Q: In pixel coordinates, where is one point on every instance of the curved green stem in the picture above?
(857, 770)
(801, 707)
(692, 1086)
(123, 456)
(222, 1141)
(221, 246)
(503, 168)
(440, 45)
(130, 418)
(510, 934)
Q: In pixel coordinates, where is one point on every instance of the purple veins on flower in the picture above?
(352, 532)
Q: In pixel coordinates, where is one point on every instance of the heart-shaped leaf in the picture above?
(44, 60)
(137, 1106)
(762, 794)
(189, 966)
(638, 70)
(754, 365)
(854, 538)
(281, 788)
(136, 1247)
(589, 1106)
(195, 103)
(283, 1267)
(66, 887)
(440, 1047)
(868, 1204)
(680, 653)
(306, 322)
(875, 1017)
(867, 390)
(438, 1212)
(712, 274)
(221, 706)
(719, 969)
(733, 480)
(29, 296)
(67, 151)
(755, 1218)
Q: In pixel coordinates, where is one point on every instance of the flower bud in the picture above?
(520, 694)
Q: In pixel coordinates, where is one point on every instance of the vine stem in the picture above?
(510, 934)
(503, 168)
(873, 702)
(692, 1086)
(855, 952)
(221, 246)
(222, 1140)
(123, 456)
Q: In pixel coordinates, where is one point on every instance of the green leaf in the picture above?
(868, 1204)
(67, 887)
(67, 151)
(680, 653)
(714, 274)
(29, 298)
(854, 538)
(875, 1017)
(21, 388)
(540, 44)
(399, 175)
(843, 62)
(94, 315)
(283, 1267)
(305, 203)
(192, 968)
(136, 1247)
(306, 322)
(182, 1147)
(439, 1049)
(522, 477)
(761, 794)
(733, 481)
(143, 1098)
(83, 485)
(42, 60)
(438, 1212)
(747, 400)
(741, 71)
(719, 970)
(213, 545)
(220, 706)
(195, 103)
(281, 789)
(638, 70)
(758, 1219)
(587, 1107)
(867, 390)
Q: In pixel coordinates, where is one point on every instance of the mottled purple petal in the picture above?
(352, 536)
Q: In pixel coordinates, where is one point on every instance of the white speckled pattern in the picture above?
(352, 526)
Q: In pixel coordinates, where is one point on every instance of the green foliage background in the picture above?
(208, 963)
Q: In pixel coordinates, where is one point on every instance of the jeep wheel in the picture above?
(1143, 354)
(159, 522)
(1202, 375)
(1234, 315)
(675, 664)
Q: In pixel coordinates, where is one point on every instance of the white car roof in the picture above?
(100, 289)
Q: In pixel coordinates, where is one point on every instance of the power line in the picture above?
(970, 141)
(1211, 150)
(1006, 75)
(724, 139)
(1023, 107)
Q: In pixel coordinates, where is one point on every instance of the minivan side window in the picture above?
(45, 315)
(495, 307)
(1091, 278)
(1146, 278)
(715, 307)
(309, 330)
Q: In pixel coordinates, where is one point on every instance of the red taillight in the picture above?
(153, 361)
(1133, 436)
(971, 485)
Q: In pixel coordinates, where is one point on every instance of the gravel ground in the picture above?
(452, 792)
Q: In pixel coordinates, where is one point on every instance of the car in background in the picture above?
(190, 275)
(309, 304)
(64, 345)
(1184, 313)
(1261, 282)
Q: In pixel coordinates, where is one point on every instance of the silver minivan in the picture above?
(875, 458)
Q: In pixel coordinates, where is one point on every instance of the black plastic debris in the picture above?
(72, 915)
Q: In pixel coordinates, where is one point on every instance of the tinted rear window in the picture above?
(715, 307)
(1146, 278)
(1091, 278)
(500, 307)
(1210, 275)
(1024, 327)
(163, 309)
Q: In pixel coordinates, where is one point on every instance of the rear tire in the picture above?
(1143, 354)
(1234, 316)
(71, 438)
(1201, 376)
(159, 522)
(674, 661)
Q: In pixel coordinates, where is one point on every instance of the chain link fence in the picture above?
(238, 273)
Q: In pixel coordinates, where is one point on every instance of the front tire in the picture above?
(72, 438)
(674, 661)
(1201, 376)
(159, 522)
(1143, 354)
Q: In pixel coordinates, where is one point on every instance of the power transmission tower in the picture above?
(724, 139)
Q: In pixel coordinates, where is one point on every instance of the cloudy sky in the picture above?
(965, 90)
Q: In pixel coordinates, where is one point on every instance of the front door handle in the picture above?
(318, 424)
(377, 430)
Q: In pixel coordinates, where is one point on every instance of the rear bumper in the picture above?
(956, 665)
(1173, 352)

━━━━━━━━━━━━━━━━━━━━

-- GIVEN TASK --
Return, word for word, each line from the line that contains "front tire in the picture above?" to the end of the listing above; include both end lines and nothing else.

-- WRITTEN REPLY --
Q: In pixel coordinates, where is one point on every instance of the front tire in the picture above?
(72, 438)
(674, 661)
(1201, 376)
(159, 522)
(1143, 354)
Q: In pixel coordinates, where is one point on every instance of the power transmission tower in the picture above?
(724, 139)
Q: In pixel coordinates, where is one point on every instance of the cloudy sky in the picture above?
(965, 90)
Q: In pixel coordinates, where is one point on every instance of the front door handle in the picture above?
(318, 424)
(377, 430)
Q: In pixel coordinates, where is one point on every instance of the rear bumper in the picture above?
(956, 665)
(1173, 352)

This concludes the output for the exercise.